**Your tasks**
[A] List every workplace in Jackson named in the article about Ali Kalenak.
[B] According to the article about Ali Kalenak, in what year did she first discover Jackson?

**Given passage**
Riding the Wave
12 May 2019
Local Nurse Takes Hydration Therapy on the Road
Winter 2018/2019
Written By: Evie Carrick | Images: Zach Eisenhauer
For Ali Kalenak, there were two major turning points in her life. The first happened in may 2013 when her twin sister suddenly passed away in Charleston, South Carolina. Ali was living in Jackson at the time, completing her second nursing degree at the university of Wyoming, and living with her then-boyfriend and their two dogs. With a single phone call, her life changed forever.
“My life was literally turned upside down,” she says. “More than five years later I’m still trying to recover. It’s been extremely difficult, to say the least.”
The following September, she moved to Charleston to gain custody of her sister’s three children: Grace, Hannah, and Drew. But she couldn’t get Jackson out of her mind. “I knew from the moment I saw the Tetons this was home,” says Ali, who first discovered Jackson in 2008. However, it would be three years before she would make her return to the mountain town that captured her heart. With Jackson in the midst of a housing crisis and Ali with a new family to support, she worked long hours as a travel nurse, trying to manage work and family.
After her brother and sister-in-law, who live in Cody, Wyoming, assumed care of the two younger children in August 2016, Ali and the oldest, Grace, returned to Jackson. She continued to work long hours as a nurse at St. John’s Medical Center and Teton Outpatient Services, while waiting tables at The Gun Barrel and bartending at Cutty’s Bar and Grill. It was while working at the latter that her second life-changing moment took place.

Saved data entries:

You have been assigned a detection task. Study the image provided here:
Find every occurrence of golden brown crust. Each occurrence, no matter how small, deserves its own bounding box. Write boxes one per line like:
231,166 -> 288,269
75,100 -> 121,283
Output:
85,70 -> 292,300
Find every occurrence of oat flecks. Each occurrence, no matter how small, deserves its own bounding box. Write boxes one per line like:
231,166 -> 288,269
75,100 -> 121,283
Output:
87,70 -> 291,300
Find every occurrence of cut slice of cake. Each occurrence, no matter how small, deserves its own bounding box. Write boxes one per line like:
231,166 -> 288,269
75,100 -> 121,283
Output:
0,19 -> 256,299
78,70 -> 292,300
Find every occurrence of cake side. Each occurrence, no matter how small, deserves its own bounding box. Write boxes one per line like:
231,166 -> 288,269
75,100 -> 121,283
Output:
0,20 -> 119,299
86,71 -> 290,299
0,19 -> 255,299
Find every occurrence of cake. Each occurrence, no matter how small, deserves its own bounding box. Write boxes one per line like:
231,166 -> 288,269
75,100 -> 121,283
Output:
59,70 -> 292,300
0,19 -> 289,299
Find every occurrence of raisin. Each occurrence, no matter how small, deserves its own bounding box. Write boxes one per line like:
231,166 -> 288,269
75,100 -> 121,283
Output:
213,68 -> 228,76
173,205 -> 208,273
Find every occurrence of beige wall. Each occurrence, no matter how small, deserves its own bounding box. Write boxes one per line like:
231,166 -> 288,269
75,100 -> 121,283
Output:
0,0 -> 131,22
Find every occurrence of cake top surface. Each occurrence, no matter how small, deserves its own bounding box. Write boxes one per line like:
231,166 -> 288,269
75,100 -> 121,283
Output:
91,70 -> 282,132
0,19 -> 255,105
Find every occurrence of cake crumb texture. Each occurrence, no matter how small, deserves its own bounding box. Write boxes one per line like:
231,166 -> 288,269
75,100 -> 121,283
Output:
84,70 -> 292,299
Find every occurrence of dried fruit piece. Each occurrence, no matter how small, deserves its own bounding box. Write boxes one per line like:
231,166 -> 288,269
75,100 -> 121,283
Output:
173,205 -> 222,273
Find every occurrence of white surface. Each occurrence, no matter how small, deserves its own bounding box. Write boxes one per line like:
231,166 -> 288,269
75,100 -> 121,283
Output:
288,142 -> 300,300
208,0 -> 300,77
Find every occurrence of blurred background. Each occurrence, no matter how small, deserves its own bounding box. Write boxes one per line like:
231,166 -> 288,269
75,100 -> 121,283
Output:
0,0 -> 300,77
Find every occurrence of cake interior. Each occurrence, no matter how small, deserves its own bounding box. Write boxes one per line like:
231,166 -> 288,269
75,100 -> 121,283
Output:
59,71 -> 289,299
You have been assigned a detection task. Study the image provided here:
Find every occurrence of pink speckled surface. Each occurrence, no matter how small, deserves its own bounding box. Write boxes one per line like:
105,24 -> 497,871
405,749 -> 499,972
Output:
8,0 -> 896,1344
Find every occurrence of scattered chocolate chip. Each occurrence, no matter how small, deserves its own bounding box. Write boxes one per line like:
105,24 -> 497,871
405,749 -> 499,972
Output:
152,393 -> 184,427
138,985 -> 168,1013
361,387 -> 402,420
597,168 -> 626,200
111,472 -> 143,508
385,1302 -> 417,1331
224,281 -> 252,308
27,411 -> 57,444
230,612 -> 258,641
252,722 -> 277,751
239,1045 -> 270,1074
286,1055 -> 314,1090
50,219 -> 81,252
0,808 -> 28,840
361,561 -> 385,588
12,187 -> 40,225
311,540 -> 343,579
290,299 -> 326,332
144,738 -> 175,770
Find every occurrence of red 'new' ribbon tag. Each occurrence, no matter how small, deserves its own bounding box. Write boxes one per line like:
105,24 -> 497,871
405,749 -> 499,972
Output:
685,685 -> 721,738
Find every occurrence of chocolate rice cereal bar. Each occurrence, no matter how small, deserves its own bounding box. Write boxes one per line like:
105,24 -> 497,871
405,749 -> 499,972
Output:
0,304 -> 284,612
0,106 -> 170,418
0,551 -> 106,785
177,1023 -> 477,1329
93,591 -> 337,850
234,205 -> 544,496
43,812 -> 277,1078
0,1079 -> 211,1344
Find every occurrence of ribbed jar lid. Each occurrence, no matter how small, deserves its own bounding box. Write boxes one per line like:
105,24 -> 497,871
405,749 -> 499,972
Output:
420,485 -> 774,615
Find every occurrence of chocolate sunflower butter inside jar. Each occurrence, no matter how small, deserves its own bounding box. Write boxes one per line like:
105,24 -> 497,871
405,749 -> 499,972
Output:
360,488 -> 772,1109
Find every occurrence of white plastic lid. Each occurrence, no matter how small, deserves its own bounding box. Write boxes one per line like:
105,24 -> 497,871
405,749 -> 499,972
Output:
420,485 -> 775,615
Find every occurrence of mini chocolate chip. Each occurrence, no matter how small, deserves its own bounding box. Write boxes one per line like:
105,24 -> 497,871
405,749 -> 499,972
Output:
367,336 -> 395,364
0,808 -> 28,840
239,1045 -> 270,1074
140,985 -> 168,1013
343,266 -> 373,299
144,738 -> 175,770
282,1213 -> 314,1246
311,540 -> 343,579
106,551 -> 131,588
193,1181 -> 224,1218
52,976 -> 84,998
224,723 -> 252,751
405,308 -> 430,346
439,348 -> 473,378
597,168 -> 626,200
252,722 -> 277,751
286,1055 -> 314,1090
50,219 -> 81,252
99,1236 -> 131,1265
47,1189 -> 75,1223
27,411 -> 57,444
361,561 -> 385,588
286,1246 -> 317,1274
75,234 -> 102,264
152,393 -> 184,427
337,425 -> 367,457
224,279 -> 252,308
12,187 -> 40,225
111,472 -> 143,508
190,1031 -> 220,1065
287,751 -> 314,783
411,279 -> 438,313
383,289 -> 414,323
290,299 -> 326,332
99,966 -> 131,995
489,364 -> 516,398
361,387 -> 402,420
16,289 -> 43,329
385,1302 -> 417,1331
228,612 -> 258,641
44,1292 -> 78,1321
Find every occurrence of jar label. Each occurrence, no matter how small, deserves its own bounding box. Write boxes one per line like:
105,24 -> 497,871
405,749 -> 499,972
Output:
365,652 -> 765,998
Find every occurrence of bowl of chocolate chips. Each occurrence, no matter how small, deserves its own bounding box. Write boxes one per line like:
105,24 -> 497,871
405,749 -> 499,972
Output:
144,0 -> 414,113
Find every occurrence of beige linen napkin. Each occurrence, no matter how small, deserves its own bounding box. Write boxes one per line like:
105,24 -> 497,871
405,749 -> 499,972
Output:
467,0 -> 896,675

**Answers to the problems**
[A] St. John's Medical Center, Teton Outpatient Services, The Gun Barrel, and Cutty's Bar and Grill.

[B] 2008